Work to do: Copy out all of the following material word for word, but leave out the pictures.

---

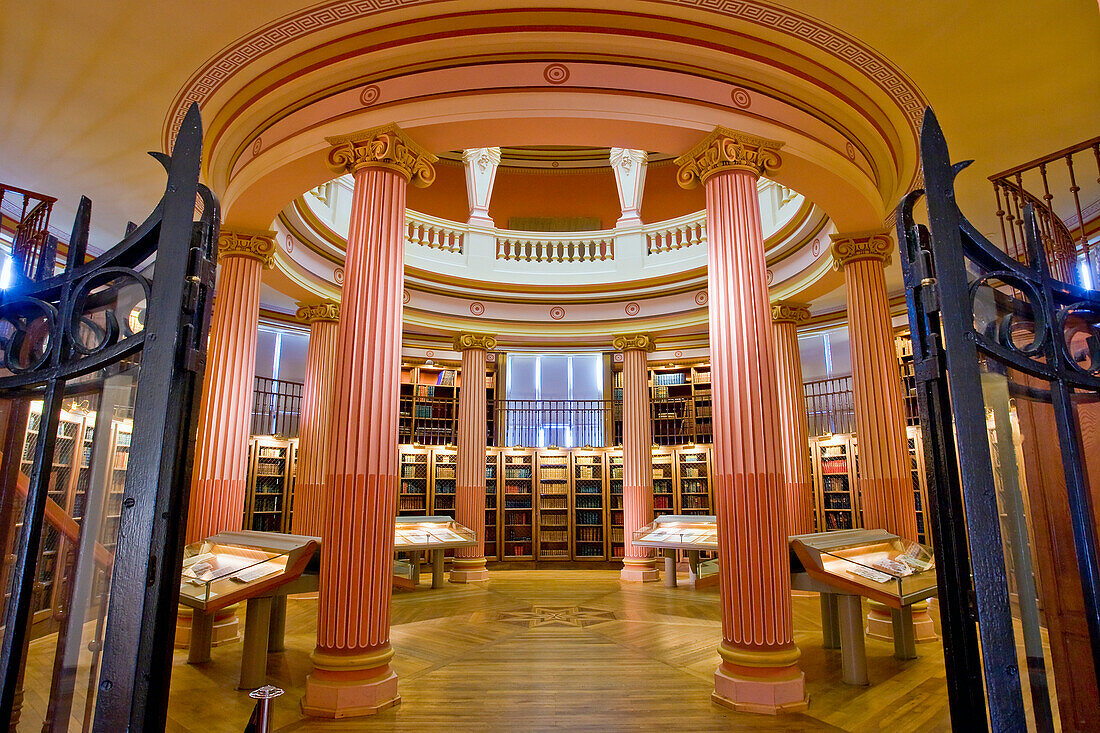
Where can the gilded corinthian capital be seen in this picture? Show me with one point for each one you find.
(463, 341)
(383, 148)
(241, 243)
(314, 312)
(865, 245)
(641, 341)
(789, 313)
(726, 150)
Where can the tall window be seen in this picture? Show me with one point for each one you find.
(554, 400)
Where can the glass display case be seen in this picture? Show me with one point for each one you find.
(680, 532)
(234, 566)
(870, 562)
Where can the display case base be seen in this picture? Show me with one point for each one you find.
(787, 692)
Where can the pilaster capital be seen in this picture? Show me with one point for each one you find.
(383, 148)
(789, 313)
(314, 312)
(861, 245)
(483, 341)
(628, 341)
(727, 150)
(244, 243)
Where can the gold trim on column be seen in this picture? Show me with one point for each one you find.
(383, 148)
(726, 150)
(244, 243)
(789, 313)
(484, 341)
(641, 341)
(861, 245)
(312, 312)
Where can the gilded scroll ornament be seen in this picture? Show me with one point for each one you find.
(726, 150)
(383, 148)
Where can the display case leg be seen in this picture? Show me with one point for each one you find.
(831, 623)
(437, 568)
(257, 623)
(201, 634)
(904, 634)
(276, 638)
(853, 651)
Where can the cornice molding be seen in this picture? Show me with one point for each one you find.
(484, 341)
(861, 245)
(789, 313)
(312, 312)
(246, 243)
(727, 150)
(386, 146)
(634, 341)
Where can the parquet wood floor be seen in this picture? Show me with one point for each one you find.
(565, 649)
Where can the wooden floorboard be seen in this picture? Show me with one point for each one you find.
(561, 651)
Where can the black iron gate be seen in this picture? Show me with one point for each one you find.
(1008, 365)
(101, 364)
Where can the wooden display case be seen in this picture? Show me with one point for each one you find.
(492, 503)
(553, 505)
(836, 498)
(517, 539)
(693, 480)
(590, 505)
(414, 481)
(270, 495)
(615, 521)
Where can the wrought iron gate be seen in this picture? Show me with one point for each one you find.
(1008, 373)
(106, 360)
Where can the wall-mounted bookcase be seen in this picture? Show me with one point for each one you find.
(268, 499)
(590, 506)
(518, 511)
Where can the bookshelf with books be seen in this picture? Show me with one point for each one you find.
(834, 469)
(553, 505)
(664, 495)
(615, 504)
(518, 510)
(693, 480)
(414, 481)
(268, 498)
(590, 506)
(492, 503)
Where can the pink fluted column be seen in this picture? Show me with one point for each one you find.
(309, 503)
(886, 485)
(638, 562)
(470, 471)
(759, 669)
(221, 453)
(792, 415)
(351, 664)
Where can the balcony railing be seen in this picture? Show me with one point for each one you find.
(276, 406)
(1016, 187)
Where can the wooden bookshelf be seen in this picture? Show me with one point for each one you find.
(615, 521)
(517, 543)
(553, 505)
(268, 496)
(413, 481)
(590, 505)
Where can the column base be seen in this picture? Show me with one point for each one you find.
(469, 570)
(350, 686)
(639, 570)
(880, 623)
(227, 626)
(768, 682)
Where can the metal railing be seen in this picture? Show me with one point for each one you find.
(561, 423)
(1063, 245)
(276, 406)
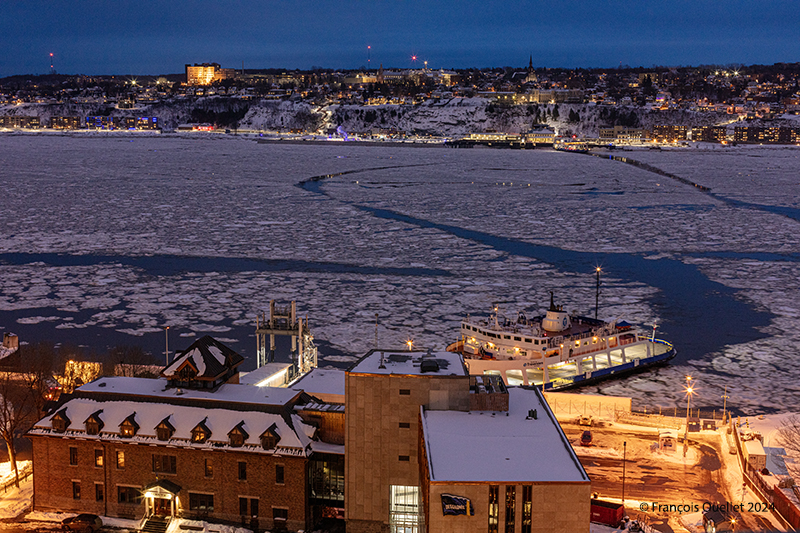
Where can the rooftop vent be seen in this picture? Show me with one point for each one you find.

---

Solution:
Where can the gilded corinthian capital be seen in this picture? Show me with one point for each one you find.
(463, 341)
(383, 148)
(241, 243)
(314, 312)
(865, 245)
(641, 341)
(789, 313)
(726, 150)
Where can the tall window be seen in this picture? Show me with one point for each one you find.
(554, 400)
Where can the glass display case be seen in this picture? Show me with one point for each one you find.
(680, 532)
(234, 566)
(870, 562)
Where can the display case base be seen in this picture? Show me with one point for each one you find.
(787, 692)
Where can the pilaster capital be seen in this picture? Show me with one point for each one you find.
(383, 148)
(789, 313)
(314, 312)
(861, 245)
(483, 341)
(628, 341)
(727, 150)
(244, 243)
Where can the gold trim on column be seen in this picture? Show me with one point for each one you find.
(383, 148)
(726, 150)
(244, 243)
(789, 313)
(484, 341)
(641, 341)
(861, 245)
(312, 312)
Where can the gilded scroll ornament be seen in this picture? Show me with one point for each one you find.
(726, 150)
(383, 148)
Where can the display case leg be seen in this picture? Show me with one point for each one you find.
(831, 623)
(437, 568)
(257, 623)
(201, 634)
(904, 634)
(276, 638)
(853, 651)
Where can the cornice molding be seen in this picture? Show me with one point for each one you find.
(484, 341)
(861, 245)
(789, 313)
(312, 312)
(246, 243)
(727, 150)
(386, 146)
(634, 341)
Where can the parquet wood floor be seen in this picture? Show me with one point for each one you find.
(565, 649)
Where can the wooden floorboard be seen in this picture? Show me with one point for each one you find.
(561, 651)
Where can the black iron gate be seen in this picture? Show me with one point for each one you find.
(1008, 365)
(101, 364)
Where can the wooden display case be seen in this picture? Show me with one point for each one you find.
(492, 503)
(553, 505)
(836, 498)
(517, 539)
(693, 480)
(590, 505)
(414, 481)
(270, 495)
(615, 521)
Where can the wrought iron gate be seen in this picture? Show me with one point for each one you find.
(1008, 373)
(106, 360)
Where can the wall-mounted bookcase be seen in this picture? Show me with one point for each one you find.
(268, 499)
(590, 506)
(518, 511)
Where can the bookshelf with books be seen in this picture? Show me with one point for each one you find.
(834, 469)
(553, 505)
(664, 495)
(615, 504)
(518, 510)
(693, 480)
(414, 481)
(268, 498)
(590, 506)
(492, 503)
Where can the pink fluted column be seen in this picture? Show me with one point for each one you find.
(309, 503)
(886, 485)
(638, 562)
(470, 471)
(759, 669)
(221, 453)
(792, 415)
(351, 664)
Where can the balcony railing be seen in this picture? Show me with one point for each one you find.
(276, 406)
(1016, 187)
Where can the wooden bookshelf be seen in this picture? Show me with one point for each one you find.
(615, 521)
(517, 543)
(553, 505)
(268, 496)
(413, 481)
(590, 505)
Where can the column base be seen in this picture? Show me with one point for each one you find.
(469, 570)
(350, 686)
(639, 570)
(880, 623)
(227, 626)
(768, 682)
Where can the metal railing be seen in this picture? Show me with one point for each one you find.
(561, 423)
(1063, 245)
(276, 406)
Where can the rooftop vent be seen in this picture? Show me with one point for each one you find.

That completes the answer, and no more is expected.